__PROBLEM STATEMENT__
Please rewrite the entries from the line that contains "In the above screenshot, locate the crumbled" through the line that contains "637, 700, 742]]", changing "halved cherry tomato" to "sliced cherry tomato" and leaving everything else as it stands. Give back only those lines.

__PROVIDED RECORDS__
○ ○ ○ ○
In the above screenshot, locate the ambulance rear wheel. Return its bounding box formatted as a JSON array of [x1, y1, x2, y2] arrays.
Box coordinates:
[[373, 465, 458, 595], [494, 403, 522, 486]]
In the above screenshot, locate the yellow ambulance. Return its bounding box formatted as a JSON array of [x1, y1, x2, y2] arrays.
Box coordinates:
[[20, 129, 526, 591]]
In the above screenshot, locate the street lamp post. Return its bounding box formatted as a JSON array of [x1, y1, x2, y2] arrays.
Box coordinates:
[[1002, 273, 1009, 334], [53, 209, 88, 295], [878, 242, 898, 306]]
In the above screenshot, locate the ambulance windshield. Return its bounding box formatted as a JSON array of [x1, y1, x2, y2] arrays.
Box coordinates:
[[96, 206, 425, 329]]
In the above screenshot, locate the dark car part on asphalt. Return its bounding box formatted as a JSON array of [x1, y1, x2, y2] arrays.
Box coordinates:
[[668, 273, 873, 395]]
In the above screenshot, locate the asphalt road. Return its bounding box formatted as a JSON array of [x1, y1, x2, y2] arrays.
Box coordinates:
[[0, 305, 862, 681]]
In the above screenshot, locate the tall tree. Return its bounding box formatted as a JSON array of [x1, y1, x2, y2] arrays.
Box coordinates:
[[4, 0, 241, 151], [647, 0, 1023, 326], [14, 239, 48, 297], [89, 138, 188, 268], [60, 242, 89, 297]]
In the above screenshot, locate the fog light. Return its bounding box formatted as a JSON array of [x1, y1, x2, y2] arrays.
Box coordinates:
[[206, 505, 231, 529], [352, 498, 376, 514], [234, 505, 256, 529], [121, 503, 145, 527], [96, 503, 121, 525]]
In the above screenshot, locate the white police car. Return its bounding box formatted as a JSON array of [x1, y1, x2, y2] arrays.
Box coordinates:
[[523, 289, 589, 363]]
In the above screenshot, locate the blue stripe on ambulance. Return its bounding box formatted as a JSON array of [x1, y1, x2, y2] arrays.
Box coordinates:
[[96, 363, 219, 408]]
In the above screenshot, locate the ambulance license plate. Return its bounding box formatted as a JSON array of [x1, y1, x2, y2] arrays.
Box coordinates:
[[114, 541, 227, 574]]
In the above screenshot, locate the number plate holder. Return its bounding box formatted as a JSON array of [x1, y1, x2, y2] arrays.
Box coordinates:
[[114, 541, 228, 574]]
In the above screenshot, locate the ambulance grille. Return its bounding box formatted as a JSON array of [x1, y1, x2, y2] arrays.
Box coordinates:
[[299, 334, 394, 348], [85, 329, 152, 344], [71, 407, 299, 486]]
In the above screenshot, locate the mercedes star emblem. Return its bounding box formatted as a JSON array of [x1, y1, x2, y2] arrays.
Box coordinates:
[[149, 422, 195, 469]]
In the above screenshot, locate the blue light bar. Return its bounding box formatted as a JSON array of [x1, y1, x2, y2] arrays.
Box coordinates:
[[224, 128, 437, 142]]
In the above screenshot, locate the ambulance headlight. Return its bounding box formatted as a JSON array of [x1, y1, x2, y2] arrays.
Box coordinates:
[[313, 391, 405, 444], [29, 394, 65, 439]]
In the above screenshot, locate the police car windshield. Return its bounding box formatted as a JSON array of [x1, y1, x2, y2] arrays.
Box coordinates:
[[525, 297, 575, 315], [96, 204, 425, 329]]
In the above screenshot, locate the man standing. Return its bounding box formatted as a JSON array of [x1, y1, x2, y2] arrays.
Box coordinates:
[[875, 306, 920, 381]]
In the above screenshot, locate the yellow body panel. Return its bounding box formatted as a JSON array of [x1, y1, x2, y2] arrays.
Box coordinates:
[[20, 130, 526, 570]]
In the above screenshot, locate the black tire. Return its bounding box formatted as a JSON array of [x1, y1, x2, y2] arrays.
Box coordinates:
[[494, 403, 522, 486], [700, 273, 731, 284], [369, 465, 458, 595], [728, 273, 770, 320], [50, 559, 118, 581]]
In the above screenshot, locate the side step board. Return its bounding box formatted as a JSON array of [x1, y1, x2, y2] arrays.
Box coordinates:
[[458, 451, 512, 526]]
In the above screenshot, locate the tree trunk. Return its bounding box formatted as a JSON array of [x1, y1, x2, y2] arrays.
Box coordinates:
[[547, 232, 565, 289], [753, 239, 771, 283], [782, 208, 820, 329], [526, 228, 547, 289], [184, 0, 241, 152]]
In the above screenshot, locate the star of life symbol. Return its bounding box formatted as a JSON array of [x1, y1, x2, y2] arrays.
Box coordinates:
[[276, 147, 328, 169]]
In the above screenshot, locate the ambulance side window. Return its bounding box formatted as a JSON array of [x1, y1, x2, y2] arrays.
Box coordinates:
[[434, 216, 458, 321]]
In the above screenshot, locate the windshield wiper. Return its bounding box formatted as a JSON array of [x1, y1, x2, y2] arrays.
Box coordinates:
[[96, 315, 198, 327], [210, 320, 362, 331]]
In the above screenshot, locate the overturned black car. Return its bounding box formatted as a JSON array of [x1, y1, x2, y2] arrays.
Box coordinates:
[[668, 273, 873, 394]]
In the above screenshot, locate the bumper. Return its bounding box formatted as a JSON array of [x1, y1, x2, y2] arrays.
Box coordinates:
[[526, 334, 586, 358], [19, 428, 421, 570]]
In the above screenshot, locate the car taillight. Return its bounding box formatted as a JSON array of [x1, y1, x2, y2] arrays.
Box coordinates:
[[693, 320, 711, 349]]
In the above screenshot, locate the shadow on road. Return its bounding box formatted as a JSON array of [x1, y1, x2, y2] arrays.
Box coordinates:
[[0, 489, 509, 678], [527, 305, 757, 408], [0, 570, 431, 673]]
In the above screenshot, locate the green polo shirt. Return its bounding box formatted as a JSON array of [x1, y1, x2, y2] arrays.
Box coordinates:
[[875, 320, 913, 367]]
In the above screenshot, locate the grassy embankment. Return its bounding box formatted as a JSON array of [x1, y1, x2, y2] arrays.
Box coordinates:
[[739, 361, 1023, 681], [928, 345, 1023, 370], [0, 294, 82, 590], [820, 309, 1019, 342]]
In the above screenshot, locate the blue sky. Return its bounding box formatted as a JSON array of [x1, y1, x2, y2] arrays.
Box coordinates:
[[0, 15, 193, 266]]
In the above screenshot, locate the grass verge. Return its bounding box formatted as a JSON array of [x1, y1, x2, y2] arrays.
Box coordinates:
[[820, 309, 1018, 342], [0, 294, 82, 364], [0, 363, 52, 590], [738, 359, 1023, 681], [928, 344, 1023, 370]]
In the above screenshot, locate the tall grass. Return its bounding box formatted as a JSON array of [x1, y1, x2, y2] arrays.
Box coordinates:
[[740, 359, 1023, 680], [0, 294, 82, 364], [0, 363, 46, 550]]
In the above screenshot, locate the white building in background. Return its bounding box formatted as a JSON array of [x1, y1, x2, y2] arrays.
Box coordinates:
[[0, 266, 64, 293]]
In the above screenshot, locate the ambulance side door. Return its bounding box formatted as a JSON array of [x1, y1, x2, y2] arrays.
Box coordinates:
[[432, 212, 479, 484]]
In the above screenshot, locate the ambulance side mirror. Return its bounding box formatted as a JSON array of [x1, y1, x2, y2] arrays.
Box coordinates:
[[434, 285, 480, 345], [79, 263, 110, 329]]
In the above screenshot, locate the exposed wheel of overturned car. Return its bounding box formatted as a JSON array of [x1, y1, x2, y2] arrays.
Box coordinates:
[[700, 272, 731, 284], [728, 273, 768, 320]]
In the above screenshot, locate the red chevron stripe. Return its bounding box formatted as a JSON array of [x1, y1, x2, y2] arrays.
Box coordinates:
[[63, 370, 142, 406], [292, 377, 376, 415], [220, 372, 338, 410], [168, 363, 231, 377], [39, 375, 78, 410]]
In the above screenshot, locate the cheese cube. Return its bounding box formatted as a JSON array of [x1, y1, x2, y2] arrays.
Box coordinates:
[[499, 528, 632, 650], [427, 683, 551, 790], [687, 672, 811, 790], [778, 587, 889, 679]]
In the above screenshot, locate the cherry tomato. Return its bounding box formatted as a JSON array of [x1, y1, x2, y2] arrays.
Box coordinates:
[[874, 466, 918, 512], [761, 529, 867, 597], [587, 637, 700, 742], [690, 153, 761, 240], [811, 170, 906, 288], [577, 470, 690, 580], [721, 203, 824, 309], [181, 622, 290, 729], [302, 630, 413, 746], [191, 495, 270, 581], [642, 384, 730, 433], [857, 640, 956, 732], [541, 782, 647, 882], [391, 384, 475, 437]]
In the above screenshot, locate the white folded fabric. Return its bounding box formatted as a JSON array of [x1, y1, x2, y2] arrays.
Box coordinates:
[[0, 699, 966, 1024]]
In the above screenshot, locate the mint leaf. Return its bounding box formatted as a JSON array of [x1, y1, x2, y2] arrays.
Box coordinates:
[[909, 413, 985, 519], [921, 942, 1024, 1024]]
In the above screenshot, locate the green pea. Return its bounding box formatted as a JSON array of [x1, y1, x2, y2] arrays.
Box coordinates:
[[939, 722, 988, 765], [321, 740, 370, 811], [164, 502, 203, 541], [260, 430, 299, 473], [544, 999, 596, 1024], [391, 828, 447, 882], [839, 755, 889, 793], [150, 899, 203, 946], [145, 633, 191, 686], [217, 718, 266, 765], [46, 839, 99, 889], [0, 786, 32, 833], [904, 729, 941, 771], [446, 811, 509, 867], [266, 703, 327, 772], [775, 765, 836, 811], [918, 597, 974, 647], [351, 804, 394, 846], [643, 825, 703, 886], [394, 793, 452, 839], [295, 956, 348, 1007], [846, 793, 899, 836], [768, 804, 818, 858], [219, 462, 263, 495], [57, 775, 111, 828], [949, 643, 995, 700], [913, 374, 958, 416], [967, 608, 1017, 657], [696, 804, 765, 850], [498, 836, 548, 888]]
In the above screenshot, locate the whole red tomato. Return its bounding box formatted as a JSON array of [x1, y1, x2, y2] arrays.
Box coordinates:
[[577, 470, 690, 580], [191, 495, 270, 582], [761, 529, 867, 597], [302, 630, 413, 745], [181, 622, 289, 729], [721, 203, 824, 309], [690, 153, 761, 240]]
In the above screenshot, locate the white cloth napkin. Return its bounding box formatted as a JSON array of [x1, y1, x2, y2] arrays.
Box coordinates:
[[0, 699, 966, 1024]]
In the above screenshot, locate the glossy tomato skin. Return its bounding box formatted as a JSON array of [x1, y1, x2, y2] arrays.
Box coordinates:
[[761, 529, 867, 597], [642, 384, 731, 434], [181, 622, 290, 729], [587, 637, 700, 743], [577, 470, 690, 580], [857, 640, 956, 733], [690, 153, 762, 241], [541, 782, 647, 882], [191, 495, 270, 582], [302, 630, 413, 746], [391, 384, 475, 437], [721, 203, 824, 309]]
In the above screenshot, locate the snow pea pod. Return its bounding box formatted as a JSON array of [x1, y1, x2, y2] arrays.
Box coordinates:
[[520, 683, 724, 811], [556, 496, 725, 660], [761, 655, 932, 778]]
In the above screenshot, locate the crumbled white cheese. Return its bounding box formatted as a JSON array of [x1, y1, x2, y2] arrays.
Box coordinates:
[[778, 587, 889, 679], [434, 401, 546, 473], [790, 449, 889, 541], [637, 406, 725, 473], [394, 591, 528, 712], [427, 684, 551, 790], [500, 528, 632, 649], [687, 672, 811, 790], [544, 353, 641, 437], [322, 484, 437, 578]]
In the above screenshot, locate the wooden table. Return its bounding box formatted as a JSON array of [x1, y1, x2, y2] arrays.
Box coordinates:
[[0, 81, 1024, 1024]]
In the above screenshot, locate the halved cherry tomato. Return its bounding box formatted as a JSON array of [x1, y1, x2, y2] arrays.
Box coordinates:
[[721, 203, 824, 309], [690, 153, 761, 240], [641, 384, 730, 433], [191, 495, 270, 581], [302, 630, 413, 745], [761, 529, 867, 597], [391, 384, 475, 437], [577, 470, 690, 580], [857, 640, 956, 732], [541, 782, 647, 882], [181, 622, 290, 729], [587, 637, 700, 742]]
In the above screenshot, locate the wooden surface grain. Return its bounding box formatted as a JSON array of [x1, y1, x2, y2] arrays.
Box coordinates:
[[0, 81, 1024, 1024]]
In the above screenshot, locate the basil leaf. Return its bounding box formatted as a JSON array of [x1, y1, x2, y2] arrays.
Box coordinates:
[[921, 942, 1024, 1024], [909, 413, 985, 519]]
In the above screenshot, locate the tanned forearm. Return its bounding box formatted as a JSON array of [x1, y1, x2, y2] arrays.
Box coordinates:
○ ○ ○ ○
__THE ANSWER__
In the above screenshot, locate the crumbled white cheese. Return its bounding box formatted as a JSON array of [x1, y1, x2, y2] arrays.
Box coordinates:
[[778, 587, 889, 679], [434, 401, 546, 473], [790, 449, 889, 541], [637, 406, 725, 473], [394, 591, 528, 712], [427, 684, 551, 790], [500, 528, 632, 649], [687, 672, 811, 790], [544, 353, 641, 437], [322, 484, 437, 578]]
In the above screenshot, locate the wooden table. Return its bounding box formatted as a JSON array of [x1, y1, x2, y2] arrays.
Box coordinates:
[[0, 81, 1024, 1024]]
In the above screenshot, locate the sliced cherry tomato. Return its bounding box formatted as a JSON array of [x1, y1, x2, y2] arrays.
Box coordinates:
[[721, 203, 824, 309], [690, 153, 761, 240], [641, 384, 730, 433], [191, 495, 270, 581], [302, 630, 413, 745], [761, 529, 867, 597], [391, 384, 475, 437], [577, 470, 690, 580], [857, 640, 956, 732], [541, 782, 647, 882], [181, 622, 290, 729], [587, 637, 700, 742]]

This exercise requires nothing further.